Source
** Begin **
In 2003, the state had allocated $37.8 million toward the projected cost of the $48.9 million project projected for groundbreaking in April, to build "a two story, 170,850-square-foot high school, complete with 1,000-seat auditorium, several new athletic fields and a 1,200- seat stadium".

Groundbreaking was delayed with a projected completion date in Spring of 2005, "to meet the a New England Association of Schools and Colleges' deadline for addressing any remaining problems so the school can remain an accredited establishment". In August 2003, NEASC had placed Plainfield High School on probation.

School officials also responded in 2003 to reports of increased fighting with the explanation that the presence of a safety officer had increased the reporting of fights. Additionally, school board representatives of the town of Sterling raised "concerns stemming a from decreasing funding for education in Plainfield, particularly at the high school level", and what "extracurricular activities and classroom direction" Plainfield High School would offer Sterling students. Ultimately, officials from both towns celebrated together the groundbreaking for the new Plainfield-Sterling cooperative high school.

By February 2004, school officials had demonstrated progress toward meeting 52 accreditation recommendations, with remaining recommendations to be addressed when the new $48.9-million cooperative high school opened. That month, a new partnership between Plainfield High and Three Rivers Community College made a new technology program in photonics with college credits available to the high school's students. In August, freshmen students were the first to attend classes in the new building.

According to a feasibility study prepared in 2019 advocating that Plainfield High School Annex building should be repurposed, "The Annex is listed on the National Register of Historic Places as contributing to the Central Village Historic District, and is also listed individually on Connecticut's State Register of Historic Places." A 2022 newspaper article documented the condition of the Annex, concluding it was "near total collapse".

In 2025, the school district and the police department proposed to restore funds for a school safety officer which had been cut in the 2009-10 school year. The education budget of $39.3 million failed, along with the general government budget, which would have increased property owners' annual tax bills by about 3.6%.

== Curriculum ==
Plainfield High School offers college preparatory courses as well as some occupational courses, spanning grades 9–12.

Graduation requirements for 2025 include 25 credits, distributed to satisfy requirements in humanities, including civics and fine arts; STEM; physical education; health and safety education; world language; a mastery-based diploma assessment; and 3 additional credits in any department.
** End **
Stored rows
** Begin **
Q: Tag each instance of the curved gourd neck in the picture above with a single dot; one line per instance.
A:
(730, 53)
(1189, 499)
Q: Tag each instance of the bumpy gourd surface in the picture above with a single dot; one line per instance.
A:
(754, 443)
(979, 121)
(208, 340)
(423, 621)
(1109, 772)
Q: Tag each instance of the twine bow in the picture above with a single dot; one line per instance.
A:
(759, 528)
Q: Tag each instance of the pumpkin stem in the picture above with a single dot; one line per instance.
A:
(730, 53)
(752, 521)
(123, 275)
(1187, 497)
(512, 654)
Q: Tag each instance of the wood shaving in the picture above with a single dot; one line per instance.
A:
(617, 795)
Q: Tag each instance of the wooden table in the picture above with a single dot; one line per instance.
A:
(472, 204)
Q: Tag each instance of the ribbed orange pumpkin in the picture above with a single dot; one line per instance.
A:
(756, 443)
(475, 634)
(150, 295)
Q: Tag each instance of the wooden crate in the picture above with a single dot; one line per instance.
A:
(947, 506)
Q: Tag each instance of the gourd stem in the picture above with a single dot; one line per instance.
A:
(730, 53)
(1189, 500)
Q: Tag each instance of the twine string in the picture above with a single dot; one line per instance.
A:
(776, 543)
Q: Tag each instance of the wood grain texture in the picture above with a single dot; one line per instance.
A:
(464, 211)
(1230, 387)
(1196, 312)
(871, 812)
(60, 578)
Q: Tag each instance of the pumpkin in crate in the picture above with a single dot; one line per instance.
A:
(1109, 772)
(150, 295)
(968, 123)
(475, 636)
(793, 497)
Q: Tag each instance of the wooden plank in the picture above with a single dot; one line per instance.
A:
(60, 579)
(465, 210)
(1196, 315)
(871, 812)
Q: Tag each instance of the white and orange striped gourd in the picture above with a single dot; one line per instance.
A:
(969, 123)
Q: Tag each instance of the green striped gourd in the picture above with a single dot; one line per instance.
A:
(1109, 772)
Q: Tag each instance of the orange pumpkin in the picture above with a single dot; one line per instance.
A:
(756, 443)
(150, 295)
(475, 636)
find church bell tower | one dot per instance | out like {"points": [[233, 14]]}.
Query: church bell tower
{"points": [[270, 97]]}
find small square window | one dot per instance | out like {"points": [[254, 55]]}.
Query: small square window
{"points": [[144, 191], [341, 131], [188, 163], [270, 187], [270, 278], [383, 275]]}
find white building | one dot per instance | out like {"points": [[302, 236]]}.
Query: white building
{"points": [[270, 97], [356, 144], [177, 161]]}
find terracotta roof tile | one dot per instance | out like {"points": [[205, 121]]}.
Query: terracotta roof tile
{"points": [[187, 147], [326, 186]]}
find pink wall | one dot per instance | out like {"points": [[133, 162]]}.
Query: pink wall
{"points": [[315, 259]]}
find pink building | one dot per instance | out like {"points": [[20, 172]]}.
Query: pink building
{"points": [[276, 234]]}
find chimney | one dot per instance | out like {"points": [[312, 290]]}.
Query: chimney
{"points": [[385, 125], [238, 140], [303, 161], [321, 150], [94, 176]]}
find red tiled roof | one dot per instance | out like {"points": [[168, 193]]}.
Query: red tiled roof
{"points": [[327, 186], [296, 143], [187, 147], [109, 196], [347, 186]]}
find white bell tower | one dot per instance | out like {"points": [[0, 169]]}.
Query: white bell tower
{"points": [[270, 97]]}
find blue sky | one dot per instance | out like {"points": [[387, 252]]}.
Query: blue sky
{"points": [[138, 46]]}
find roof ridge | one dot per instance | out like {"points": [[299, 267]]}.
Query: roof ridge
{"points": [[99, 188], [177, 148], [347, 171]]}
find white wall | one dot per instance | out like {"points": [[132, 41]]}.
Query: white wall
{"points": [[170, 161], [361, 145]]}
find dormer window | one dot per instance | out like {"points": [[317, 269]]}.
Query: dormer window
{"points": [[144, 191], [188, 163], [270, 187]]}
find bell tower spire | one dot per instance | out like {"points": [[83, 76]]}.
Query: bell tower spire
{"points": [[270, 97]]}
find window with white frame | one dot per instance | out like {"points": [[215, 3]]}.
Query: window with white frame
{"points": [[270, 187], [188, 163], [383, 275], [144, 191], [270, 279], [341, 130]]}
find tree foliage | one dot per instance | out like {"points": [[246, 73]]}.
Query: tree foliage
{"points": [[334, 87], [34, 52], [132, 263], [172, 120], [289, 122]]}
** End **
Brief 1
Output the passage from the Plainfield High School text from "School officials also" up to and including "cooperative high school.".
Brief 2
Summarize the Plainfield High School text in two sentences.

Finished answer 1
School officials also responded in 2003 to reports of increased fighting with the explanation that the presence of a safety officer had increased the reporting of fights. Additionally, school board representatives of the town of Sterling raised "concerns stemming a from decreasing funding for education in Plainfield, particularly at the high school level", and what "extracurricular activities and classroom direction" Plainfield High School would offer Sterling students. Ultimately, officials from both towns celebrated together the groundbreaking for the new Plainfield-Sterling cooperative high school.

Finished answer 2
In 2003, the state allocated $37.8 million toward a $48.9 million project for a new high school, and after NEASC placed Plainfield High School on probation that August, officials from Plainfield and Sterling celebrated the groundbreaking for the new cooperative high school. Freshmen were the first to attend classes in the new building in August 2004, and the school offers college preparatory and some occupational courses for grades 9–12.